[Stored dataset items]
◆ ◆ ◆ ◆ ◆

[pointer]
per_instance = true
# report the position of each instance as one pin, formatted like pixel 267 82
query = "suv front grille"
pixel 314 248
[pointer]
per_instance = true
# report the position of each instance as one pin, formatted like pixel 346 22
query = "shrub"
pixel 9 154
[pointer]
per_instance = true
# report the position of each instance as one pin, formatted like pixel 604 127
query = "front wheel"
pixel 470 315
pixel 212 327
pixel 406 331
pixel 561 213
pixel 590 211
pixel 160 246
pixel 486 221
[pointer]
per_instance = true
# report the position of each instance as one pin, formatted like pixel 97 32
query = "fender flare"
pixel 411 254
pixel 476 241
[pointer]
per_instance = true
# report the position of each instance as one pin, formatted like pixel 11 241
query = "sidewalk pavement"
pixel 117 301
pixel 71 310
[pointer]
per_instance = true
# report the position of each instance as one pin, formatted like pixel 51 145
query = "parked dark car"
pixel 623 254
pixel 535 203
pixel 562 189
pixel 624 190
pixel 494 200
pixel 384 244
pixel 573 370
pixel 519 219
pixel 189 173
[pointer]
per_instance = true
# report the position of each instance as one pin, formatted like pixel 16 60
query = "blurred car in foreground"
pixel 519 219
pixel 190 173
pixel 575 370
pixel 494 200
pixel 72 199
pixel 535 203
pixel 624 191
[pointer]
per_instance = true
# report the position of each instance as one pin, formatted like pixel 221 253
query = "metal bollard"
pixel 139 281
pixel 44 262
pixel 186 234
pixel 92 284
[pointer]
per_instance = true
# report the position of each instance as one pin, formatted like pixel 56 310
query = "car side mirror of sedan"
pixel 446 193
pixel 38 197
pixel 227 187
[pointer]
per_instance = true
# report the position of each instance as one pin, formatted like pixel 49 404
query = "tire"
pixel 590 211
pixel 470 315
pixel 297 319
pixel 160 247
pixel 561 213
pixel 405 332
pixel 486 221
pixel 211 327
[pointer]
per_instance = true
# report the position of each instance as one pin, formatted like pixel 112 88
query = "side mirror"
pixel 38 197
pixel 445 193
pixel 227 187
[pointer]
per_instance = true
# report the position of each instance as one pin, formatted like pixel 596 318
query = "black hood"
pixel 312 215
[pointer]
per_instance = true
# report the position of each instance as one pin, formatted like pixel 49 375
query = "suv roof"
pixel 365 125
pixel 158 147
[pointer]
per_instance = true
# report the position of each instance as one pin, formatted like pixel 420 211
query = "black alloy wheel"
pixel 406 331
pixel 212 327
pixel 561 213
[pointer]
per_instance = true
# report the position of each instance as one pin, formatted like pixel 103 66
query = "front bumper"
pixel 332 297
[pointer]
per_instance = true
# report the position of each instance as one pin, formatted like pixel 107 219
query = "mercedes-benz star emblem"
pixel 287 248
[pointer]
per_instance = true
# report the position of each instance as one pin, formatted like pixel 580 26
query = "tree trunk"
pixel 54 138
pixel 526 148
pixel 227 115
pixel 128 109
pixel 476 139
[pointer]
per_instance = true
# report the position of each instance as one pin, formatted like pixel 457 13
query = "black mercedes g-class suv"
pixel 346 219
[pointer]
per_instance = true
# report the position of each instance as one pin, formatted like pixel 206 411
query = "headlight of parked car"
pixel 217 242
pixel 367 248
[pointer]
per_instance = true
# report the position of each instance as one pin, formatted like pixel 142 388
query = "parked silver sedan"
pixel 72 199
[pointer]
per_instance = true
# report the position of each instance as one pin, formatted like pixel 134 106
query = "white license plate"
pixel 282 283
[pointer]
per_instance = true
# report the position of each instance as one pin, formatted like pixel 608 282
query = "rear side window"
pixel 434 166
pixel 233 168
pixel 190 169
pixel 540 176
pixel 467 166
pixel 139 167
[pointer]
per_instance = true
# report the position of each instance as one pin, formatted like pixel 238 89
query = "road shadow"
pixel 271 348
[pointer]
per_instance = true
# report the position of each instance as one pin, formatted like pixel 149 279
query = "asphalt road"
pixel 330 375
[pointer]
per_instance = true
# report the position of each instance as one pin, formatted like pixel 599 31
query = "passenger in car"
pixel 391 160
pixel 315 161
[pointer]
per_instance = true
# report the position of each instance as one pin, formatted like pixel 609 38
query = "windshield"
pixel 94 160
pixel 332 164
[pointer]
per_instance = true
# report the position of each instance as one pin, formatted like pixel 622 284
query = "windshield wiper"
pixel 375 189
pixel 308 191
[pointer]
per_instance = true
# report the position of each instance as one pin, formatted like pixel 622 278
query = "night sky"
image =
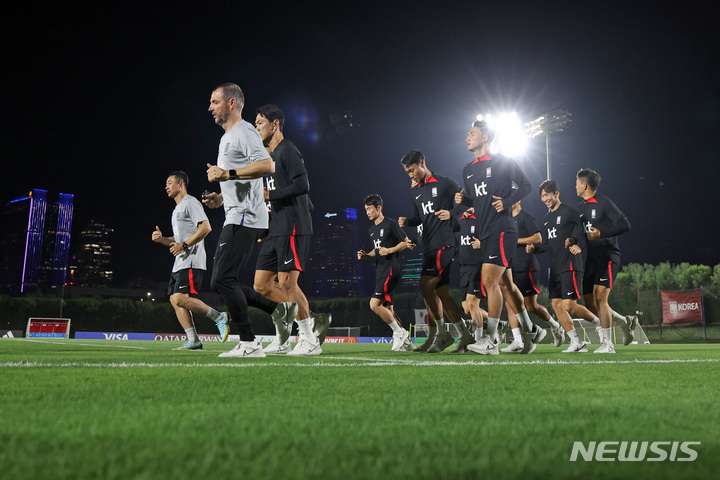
pixel 104 102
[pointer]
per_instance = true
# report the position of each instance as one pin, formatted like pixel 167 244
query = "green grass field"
pixel 93 409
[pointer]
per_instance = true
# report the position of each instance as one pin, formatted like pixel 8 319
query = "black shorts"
pixel 436 263
pixel 565 285
pixel 471 280
pixel 498 248
pixel 527 282
pixel 284 253
pixel 187 280
pixel 599 272
pixel 384 287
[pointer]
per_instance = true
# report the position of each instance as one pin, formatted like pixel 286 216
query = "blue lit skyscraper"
pixel 35 242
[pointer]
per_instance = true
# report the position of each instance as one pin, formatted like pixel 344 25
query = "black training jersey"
pixel 435 194
pixel 600 212
pixel 494 175
pixel 560 225
pixel 466 254
pixel 386 234
pixel 288 188
pixel 527 227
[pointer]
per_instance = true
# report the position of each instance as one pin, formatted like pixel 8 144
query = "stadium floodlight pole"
pixel 553 122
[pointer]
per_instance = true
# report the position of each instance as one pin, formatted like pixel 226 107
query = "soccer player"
pixel 489 181
pixel 432 206
pixel 564 240
pixel 241 164
pixel 470 261
pixel 603 222
pixel 388 241
pixel 285 251
pixel 190 227
pixel 526 273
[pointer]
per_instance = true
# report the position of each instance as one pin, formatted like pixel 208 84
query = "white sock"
pixel 492 327
pixel 192 334
pixel 305 329
pixel 607 333
pixel 214 315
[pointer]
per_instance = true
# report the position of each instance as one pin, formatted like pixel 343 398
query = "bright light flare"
pixel 510 136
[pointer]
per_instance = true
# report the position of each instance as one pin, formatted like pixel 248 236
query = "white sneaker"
pixel 305 347
pixel 558 335
pixel 484 346
pixel 399 339
pixel 576 347
pixel 245 349
pixel 515 346
pixel 605 347
pixel 275 347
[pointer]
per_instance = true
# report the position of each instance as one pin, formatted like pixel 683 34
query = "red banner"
pixel 682 306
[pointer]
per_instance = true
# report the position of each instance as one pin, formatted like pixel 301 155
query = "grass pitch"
pixel 87 409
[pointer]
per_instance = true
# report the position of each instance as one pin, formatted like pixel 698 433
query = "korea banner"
pixel 682 306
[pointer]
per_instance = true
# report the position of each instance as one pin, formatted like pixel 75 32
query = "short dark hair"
pixel 272 113
pixel 412 157
pixel 373 199
pixel 231 90
pixel 484 127
pixel 549 186
pixel 180 177
pixel 591 177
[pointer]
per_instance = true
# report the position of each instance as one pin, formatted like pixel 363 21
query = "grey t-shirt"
pixel 186 217
pixel 243 199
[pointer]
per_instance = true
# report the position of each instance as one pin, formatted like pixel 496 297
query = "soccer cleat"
pixel 244 350
pixel 558 335
pixel 605 347
pixel 514 347
pixel 223 326
pixel 442 341
pixel 628 329
pixel 485 346
pixel 196 345
pixel 321 323
pixel 276 348
pixel 600 334
pixel 576 347
pixel 304 347
pixel 399 340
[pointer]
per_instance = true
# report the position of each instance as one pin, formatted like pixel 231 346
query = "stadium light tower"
pixel 510 139
pixel 546 124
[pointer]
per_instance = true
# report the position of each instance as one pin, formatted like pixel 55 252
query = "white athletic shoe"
pixel 576 347
pixel 558 335
pixel 399 339
pixel 245 349
pixel 628 329
pixel 275 347
pixel 605 347
pixel 484 346
pixel 515 346
pixel 305 347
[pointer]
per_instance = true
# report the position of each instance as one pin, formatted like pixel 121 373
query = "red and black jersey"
pixel 466 254
pixel 386 234
pixel 560 225
pixel 435 194
pixel 527 227
pixel 600 212
pixel 494 175
pixel 288 188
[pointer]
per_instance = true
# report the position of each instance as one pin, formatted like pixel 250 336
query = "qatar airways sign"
pixel 684 306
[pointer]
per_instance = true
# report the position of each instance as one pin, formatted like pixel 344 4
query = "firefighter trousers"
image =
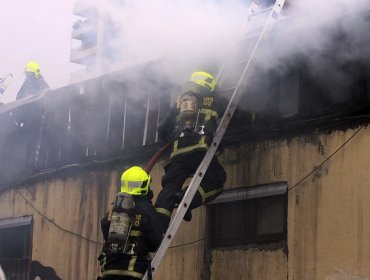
pixel 177 171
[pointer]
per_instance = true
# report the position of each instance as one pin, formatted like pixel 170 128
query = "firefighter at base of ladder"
pixel 34 82
pixel 192 124
pixel 131 229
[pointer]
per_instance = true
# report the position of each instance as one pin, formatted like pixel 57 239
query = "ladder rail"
pixel 225 120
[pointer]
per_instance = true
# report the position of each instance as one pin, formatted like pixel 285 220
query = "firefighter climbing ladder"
pixel 256 34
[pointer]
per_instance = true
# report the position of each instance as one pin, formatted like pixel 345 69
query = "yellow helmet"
pixel 204 79
pixel 135 181
pixel 33 67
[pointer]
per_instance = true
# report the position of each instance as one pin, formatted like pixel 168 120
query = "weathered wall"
pixel 328 212
pixel 74 204
pixel 328 215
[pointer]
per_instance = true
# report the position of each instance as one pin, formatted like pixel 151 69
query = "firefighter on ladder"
pixel 131 230
pixel 191 125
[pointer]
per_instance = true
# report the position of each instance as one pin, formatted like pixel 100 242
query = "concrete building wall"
pixel 328 214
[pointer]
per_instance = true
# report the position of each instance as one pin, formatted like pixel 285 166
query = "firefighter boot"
pixel 179 195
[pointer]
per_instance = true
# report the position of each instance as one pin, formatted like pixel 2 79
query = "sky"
pixel 186 31
pixel 38 30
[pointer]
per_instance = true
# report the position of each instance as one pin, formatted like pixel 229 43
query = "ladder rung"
pixel 239 88
pixel 234 63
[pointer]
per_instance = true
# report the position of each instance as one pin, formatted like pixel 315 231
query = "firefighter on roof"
pixel 131 230
pixel 191 124
pixel 34 82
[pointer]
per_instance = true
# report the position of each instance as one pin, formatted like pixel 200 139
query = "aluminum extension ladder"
pixel 257 34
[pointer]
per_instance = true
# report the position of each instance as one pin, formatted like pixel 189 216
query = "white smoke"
pixel 194 33
pixel 2 275
pixel 327 35
pixel 188 33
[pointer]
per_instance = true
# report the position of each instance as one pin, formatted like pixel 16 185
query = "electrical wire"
pixel 54 223
pixel 202 239
pixel 329 157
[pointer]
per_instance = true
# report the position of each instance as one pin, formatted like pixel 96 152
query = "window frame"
pixel 253 196
pixel 25 262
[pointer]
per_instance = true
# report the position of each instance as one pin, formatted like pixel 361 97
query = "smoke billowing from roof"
pixel 188 33
pixel 328 36
pixel 193 34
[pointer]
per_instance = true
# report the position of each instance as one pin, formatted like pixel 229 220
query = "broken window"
pixel 15 247
pixel 250 215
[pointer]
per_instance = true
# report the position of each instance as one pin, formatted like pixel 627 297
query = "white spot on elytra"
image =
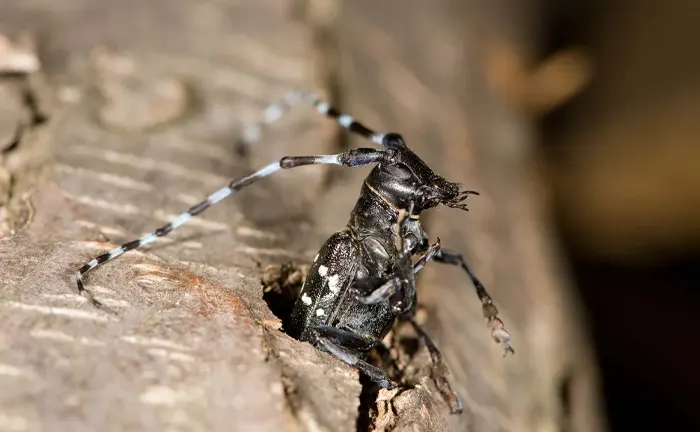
pixel 333 283
pixel 306 299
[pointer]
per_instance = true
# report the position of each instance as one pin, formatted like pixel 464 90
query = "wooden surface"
pixel 143 100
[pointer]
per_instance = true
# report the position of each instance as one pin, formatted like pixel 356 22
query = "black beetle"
pixel 363 278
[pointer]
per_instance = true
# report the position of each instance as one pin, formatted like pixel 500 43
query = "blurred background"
pixel 621 158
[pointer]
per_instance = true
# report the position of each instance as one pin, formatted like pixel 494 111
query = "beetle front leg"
pixel 438 369
pixel 337 342
pixel 498 330
pixel 395 284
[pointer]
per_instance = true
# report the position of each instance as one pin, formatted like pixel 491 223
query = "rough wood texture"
pixel 142 101
pixel 426 69
pixel 136 135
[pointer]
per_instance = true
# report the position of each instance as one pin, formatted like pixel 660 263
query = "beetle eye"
pixel 398 170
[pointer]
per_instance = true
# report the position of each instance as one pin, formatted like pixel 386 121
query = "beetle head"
pixel 407 181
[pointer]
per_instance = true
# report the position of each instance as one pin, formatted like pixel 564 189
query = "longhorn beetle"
pixel 363 278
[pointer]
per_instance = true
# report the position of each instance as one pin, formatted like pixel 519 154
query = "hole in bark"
pixel 281 286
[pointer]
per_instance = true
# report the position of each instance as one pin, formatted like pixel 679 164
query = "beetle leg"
pixel 347 339
pixel 498 330
pixel 350 158
pixel 438 369
pixel 427 256
pixel 352 358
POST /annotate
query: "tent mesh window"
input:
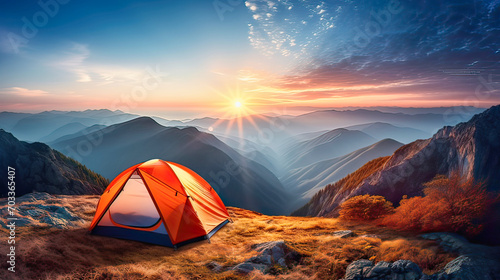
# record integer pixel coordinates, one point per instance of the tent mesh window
(134, 207)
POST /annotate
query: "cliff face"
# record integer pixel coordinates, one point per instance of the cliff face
(40, 168)
(472, 147)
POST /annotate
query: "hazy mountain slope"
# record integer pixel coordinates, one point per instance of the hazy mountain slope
(239, 181)
(472, 147)
(332, 118)
(329, 145)
(35, 126)
(307, 181)
(322, 203)
(39, 168)
(82, 132)
(381, 130)
(66, 129)
(9, 119)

◆ ◆ ◆ ◆ ◆

> **WHAT THE EXERCISE ASKS**
Could you reproduce everything from the start of the records down to the line containing "pixel 71 310", that line included, changing "query" to "target" and leaving all else as it is?

> **IN RESPONSE**
[pointer]
per_instance = true
# report the position of each instance as one pin, formatted like pixel 267 82
target = "suv front grille"
pixel 314 248
[pointer]
per_instance = true
# report the position of each instance as one pin, formatted like pixel 346 22
target = "shrub"
pixel 9 154
[pointer]
per_instance = true
# report the position of each instance as one pin, formatted like pixel 604 127
target = "front wheel"
pixel 470 315
pixel 212 327
pixel 406 331
pixel 561 213
pixel 590 211
pixel 160 246
pixel 486 221
[pointer]
per_instance = true
# report the position of each instance as one pin, formatted like pixel 97 32
target = "fender flare"
pixel 411 254
pixel 476 241
[pointer]
per_instance = true
# report the position of each instance as one pin, formatted like pixel 11 241
target = "sidewalk pavement"
pixel 117 301
pixel 71 310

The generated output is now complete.